A vertically fragmented market means
ever-falling cellular tariffs. This is a logical consequence
of the across-the-board, ever-present demand for telecom services
a demand that can be met only by making these services more
affordable. This can be done by lowering the price continually
and drastically to enable newer markets to participate.
Having captured the premium market,
if service providers want to capture the next segment, they
need to reduce prices by an order of magnitude, instead of
merely by a fraction. A small dip in prices from Rs 10,000
to Rs 9,000 would not entice the target audience; a big
dip from Rs 10,000 to Rs 4,000 certainly would.
The greatest obstacle in the way of
capturing new markets is misplaced confidence in new technologies.
Instead of being blinded by the glitz of generation-three
(3G) technology and sermonising on how to bridge the gap between
the current second generation and the third generation, we
must decide whether 3G is required. Going by the logic of
capturing markets lower down the ladder, the answer will probably
be no.
Sophistication of technology is a function
of social sophistication. A yuppie executive earning Rs 50,000
a month may need a 3G phone; for a schoolteacher in a small
town, earning Rs 5,000 per month, the idea of a 3G phone is
ludicrous. Unlike a carmaker or an airline manufacturer, telecom
companies dont have the option of setting aside the less
advanced markets and concentrating on the high-end ones, because
telecommunications touches a large number of people belonging
to every social strata. However, it is quite likely that in
five years the schoolteacher in the small town will demand
a 3G phone. From being a luxury item, it might then become
a necessity.
Future imperfect
Technology is a very dicey affair. Video-enabled cell phones
have been sitting on the desks of innovators for the last
15 years, but no one has found much use for them. It is futile
to be either sanguine or pessimistic about the future. The
best we can do is to look at the short-to-medium term and
prepare for eventualities.

[Stored entries]
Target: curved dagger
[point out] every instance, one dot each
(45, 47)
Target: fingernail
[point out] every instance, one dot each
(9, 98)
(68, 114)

What you will do ::
a - Could you write out all the stored-entry rows again, requests included, with every point coordinate in the answers multiplied by 1.95 and rounded to a whole number, halves rounding up?
b - Can you resume the text on cellular pricing and 3G technology after its last sentence?

Task answers ::
a -
Target: curved dagger
[point out] every instance, one dot each
(88, 92)
Target: fingernail
[point out] every instance, one dot each
(18, 191)
(133, 222)

b -
The same
logic holds true for GSM and CDMA. I am not betting on which
one will win. But CDMA might prove to be a better technology,
because of its lower operational costs (in a high-density
traffic area) and higher spectrum-utilisation capacity.
Let me
resolve a dichotomy. On the one hand, telecom is fraught with
risks. There is no guarantee that you will see the rupee that
you have invested in a telecom company giving returns soon.
On the other hand, companies are rushing ahead with ambitious
plans to set up telecom networks throughout the country. It
is naive to expect a telecom company to recover its money
in less than five to seven years because the infrastructure
industry does not yield such returns.
As an industry,
telecommunications will thrive in the next several years.
Which players will succeed depends on the investing capability
and on how well the players understand the technology, regulations,
market dynamics, consumers, etc. In order to survive the battle,
players in the telecom sector have to be adaptable, flexible,
market- and techno-savvy, and responsive to consumer needs
in the short-to-medium term. They must be prepared for long-term
play.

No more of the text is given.